About this task
Pick up the MATLAB forum thread about NaN versus Inf in row minimums right after its final line and keep it going.

Quoted passage below:

A remark: When it's possible use alternative number other than NaN. Operation with NaN is usually much slowest. In this specific thread, use Inf.

Bruno

"Bruno Luong" <b.luong@fogale.findmycountry> wrote in message <h3o2o3$7g4$1@fred.mathworks.com>...
> >
> >
> > Amod=A;
> > Amod( bsxfun(@lt,b,(1:k)) )=nan;
> > c=min(Amod,[],2);
>
> A remark: When it's possible use alternative number other than NaN. Operation with NaN is usually much slowest. In this specific thread, use Inf.
------

I'd be curious to know why this is true in this case. Surely min() bails out as soon as it sees either an Inf or a Nan. Is there a reason it takes longer to recognize a Nan than an Inf?

I can see no difference in speed (nan vs. inf), but Matt's solution is incomplete as I understand the problem.


% Data
N = 1200;
A = round(rand(N)*20);
B = randperm(N);

% obvious engine.
tic
for ii = N:-1:1
   C(ii,1) = min(A(ii,1:B(ii))); % OP wants column vector.
end
toc

% faster engine for this data.
tic
for ii = N:-1:1
    m = A(ii);
    for jj = 1:B(ii)
        if A(ii,jj)<m
            m = A(ii,jj);
        end
    end
   C2(ii,1) = m;
end
toc

% Unfinished(?) engine.
tic
Amod = A;
Amod( bsxfun(@lt,B,(1:N)) ) = nan;
c = min(Amod,[],2);
toc

whos
isequal(C,C2) % Yes
isequal(C,c) % No

"Matt Fig" <spamanon@yahoo.com> wrote in message <h3o54v$hc9$1@fred.mathworks.com>...
> I can see no difference in speed (nan vs. inf), but Matt's solution is incomplete as I understand the problem.
>
>
> % Data
> N = 1200;
> A = round(rand(N)*20);
> B = randperm(N);

It's because randperm() produces a row vector, whereas I assume B is a column vector (as did the OP). When you insert

B=B(:);

all 3 methods come into agreement.

On Jul 16, 2:13 pm, "Matt Fig" <spama...@yahoo.com> wrote:
> I can see no difference in speed (nan vs. inf), but Matt's solution is incomplete as I understand the problem.
>
> % Data
> N = 1200;
> A = round(rand(N)*20);
> B = randperm(N);
>
> % obvious engine.
> tic
> for ii = N:-1:1
>    C(ii,1) = min(A(ii,1:B(ii)));  % OP wants column vector.
> end
> toc
>
> % faster engine for this data.
> tic
> for ii = N:-1:1
>     m = A(ii);
>     for jj = 1:B(ii)

End of Quoted passage.
Listed entries below:

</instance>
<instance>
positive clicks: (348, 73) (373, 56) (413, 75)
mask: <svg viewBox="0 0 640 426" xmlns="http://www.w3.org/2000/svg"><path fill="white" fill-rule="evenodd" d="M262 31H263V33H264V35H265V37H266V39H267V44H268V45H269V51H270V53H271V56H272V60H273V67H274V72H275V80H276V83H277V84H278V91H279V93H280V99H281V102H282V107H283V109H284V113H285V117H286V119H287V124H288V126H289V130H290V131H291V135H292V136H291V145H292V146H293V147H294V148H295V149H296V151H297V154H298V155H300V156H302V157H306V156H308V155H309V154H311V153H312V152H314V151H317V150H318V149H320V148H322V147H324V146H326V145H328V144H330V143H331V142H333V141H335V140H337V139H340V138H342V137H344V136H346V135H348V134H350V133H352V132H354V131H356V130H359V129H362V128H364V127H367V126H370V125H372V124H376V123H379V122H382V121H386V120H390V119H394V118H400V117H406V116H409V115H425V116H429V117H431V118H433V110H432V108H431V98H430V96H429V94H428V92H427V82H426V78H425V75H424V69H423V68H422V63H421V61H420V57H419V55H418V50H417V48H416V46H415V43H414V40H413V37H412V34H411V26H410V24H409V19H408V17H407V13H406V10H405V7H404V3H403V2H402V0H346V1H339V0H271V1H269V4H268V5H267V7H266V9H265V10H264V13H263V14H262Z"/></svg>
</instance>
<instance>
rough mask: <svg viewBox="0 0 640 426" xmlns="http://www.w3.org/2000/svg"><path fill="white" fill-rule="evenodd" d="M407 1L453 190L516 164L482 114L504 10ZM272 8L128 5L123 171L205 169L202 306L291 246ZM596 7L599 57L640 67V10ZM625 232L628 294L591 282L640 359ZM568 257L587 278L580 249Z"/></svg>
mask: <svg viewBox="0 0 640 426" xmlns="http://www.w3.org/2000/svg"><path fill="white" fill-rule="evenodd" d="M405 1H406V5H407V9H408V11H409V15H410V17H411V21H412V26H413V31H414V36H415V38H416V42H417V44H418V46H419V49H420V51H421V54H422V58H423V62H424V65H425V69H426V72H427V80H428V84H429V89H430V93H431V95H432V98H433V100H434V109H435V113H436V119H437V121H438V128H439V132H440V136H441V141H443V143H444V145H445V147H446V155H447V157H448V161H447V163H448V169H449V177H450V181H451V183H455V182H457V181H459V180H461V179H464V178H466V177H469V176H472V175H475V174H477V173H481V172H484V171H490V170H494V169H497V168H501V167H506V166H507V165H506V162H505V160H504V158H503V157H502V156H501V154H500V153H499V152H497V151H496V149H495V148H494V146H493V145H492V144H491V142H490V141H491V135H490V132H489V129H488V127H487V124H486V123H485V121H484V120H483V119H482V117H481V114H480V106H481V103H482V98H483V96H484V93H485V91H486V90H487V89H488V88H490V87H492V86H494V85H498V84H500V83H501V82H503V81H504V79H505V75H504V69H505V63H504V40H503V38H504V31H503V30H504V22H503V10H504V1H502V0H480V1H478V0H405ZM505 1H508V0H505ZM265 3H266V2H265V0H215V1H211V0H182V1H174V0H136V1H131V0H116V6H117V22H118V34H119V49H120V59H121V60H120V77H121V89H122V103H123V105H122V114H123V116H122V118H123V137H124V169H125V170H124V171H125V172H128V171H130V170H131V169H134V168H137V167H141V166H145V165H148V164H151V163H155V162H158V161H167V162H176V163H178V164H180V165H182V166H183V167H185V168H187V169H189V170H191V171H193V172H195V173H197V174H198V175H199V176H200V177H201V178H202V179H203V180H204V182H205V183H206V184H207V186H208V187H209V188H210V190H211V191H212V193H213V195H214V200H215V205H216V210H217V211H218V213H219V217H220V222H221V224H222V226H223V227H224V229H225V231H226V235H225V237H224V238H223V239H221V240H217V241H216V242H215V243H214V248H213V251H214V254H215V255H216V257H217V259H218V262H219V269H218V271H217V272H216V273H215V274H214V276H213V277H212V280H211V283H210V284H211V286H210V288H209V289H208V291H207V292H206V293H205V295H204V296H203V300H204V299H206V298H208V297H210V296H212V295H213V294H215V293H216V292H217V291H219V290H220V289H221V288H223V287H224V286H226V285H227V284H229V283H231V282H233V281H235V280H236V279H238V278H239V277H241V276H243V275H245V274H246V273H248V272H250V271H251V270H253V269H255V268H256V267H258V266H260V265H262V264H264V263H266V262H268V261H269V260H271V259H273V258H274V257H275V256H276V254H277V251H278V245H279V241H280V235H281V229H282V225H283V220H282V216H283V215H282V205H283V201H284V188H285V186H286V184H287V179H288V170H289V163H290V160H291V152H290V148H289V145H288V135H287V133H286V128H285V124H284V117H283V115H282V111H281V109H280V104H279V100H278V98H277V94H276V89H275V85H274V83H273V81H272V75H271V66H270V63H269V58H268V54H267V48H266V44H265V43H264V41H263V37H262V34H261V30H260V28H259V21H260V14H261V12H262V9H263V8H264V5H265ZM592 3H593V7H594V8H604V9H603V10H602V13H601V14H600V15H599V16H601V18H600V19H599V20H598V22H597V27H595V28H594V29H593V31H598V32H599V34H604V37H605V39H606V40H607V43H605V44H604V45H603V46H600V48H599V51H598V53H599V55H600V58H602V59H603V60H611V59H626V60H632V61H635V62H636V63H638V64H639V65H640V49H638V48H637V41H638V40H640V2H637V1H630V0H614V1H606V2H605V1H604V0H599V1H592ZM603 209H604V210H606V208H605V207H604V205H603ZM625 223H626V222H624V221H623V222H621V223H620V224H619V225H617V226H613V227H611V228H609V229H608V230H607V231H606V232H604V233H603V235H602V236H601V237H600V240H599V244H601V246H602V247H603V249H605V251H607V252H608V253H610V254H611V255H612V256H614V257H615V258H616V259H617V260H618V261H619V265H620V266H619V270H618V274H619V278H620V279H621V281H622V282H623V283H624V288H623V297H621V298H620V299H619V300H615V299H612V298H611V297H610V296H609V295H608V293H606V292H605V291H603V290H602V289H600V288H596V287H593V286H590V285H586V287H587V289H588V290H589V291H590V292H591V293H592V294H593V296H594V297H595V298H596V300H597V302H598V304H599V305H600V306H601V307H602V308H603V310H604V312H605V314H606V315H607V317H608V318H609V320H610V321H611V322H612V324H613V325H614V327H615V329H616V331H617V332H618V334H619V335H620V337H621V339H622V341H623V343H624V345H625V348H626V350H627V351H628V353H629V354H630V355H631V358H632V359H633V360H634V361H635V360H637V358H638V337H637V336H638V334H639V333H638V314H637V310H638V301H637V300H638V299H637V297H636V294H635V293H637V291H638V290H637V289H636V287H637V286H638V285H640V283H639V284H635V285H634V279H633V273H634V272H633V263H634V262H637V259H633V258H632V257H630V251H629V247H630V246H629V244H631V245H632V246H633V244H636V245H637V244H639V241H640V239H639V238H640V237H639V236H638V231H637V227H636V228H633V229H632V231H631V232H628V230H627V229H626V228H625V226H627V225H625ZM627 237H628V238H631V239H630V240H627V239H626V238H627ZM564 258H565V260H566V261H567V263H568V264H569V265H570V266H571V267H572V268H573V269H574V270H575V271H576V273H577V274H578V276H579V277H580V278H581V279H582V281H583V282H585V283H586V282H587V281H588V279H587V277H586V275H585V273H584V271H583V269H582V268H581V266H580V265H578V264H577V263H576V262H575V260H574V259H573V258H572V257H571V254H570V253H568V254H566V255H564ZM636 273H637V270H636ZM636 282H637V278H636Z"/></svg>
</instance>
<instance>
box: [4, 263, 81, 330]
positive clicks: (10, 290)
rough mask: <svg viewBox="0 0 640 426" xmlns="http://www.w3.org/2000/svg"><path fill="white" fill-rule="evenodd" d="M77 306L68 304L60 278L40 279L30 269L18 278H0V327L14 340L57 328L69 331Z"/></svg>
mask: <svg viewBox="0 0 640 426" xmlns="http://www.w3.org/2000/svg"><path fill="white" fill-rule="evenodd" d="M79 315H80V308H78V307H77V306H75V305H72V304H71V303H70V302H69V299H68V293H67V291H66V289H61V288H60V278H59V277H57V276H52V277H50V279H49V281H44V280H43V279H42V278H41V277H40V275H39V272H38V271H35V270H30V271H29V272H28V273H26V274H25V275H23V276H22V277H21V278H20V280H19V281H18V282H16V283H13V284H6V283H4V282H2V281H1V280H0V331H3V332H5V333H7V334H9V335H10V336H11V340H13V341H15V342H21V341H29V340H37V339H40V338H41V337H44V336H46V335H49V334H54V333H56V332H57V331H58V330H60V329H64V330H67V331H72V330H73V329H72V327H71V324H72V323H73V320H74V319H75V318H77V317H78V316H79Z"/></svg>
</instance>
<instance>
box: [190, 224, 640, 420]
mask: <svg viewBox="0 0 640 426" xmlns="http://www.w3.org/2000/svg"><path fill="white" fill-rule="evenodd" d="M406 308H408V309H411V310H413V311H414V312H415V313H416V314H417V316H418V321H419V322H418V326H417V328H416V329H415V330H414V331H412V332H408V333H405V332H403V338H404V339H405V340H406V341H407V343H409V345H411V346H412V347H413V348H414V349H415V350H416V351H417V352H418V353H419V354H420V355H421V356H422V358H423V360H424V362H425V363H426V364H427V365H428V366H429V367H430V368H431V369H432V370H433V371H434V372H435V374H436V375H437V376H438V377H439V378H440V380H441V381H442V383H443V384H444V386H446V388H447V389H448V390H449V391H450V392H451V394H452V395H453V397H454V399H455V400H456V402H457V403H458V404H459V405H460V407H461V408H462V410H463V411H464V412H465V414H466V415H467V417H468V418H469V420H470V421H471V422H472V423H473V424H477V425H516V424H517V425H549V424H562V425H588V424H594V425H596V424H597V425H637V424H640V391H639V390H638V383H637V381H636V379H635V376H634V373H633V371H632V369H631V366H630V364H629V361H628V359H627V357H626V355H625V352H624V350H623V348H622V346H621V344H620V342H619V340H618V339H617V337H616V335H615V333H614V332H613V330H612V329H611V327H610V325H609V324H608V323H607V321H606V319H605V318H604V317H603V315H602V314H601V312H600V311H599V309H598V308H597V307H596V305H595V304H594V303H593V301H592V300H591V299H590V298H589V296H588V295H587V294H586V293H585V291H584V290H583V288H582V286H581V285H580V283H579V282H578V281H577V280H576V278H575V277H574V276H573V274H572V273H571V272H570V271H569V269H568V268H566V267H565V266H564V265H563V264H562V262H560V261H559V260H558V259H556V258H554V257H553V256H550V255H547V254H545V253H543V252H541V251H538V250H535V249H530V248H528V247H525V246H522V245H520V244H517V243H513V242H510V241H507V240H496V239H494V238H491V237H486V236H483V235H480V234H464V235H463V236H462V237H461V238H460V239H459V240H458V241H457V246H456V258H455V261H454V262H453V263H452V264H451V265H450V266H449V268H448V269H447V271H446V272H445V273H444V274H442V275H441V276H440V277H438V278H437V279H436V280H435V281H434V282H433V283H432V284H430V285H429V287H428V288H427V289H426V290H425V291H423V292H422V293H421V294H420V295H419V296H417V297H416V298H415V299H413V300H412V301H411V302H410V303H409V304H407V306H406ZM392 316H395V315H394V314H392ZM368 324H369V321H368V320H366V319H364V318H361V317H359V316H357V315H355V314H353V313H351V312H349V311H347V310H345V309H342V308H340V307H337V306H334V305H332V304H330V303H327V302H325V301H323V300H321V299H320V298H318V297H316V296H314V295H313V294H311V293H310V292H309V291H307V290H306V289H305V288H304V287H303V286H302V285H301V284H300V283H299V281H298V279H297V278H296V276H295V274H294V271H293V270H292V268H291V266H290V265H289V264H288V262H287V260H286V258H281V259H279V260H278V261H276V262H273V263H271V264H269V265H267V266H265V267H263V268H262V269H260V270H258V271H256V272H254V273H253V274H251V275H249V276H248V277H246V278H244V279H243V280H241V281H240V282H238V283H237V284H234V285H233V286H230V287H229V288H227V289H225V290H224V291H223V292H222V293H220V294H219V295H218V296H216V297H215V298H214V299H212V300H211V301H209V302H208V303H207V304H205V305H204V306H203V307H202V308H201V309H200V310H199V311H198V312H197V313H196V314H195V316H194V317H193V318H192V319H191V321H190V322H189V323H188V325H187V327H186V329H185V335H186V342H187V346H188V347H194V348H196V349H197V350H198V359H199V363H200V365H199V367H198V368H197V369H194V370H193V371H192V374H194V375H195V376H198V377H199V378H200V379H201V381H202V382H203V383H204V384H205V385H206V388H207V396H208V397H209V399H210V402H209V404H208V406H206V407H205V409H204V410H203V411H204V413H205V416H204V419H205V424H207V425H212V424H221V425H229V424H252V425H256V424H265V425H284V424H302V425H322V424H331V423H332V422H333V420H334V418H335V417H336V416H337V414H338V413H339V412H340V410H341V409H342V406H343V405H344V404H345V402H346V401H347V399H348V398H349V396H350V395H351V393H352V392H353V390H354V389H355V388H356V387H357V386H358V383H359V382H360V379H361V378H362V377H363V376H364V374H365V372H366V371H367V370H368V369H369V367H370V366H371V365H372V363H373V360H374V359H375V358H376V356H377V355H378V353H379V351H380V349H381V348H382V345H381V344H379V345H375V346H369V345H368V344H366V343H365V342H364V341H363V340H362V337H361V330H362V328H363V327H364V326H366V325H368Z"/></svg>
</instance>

End of Listed entries.

Answer to the problem
>         if A(ii,jj)<m
>             m = A(ii,jj);
>         end
>     end
>    C2(ii,1) = m;
> end
> toc
>
> % Unfinished(?) engine.
> tic
> Amod = A;
> Amod( bsxfun(@lt,B,(1:N)) ) = nan;
> c = min(Amod,[],2);
> toc
>
> whos
> isequal(C,C2)  % Yes
> isequal(C,c)  % No

The last engine does work. B is supposed to be nx1, not 1xn
: )
But yeah, your for loop is faster than the obvious one.
-Nathan

It's not the first time I observe much slower operation on NaN, and I did very careful timing in various development of codes. I know that by default Matlab NaN is a "quiet" NaN (as opposed) to signaled. So in principle it does not trigger any floating point handler. So I don't have any explanation.

Bruno

n = 1000;
k = 1000;
A = rand(n,k);
b = ceil(k*rand(n,1));

tic
Amod=A;
Amod( bsxfun(@lt,b,(1:k)) )=inf;
c2=min(Amod,[],2);
toc % Elapsed time is 0.028898 seconds.
clear Amod c1

tic
Amod=A;
Amod( bsxfun(@lt,b,(1:k)) )=nan;
c1=min(Amod,[],2);
toc % Elapsed time is 0.119306 seconds.

% Bruno

"Matt " <xys@whatever.com> wrote in message <h3o5v5$d8c$1@fred.mathworks.com>...

> It's because randperm() produces a row vector, whereas I assume B is a column vector (as did the OP). When you insert
>
> B=B(:);
>
> all 3 methods come into agreement.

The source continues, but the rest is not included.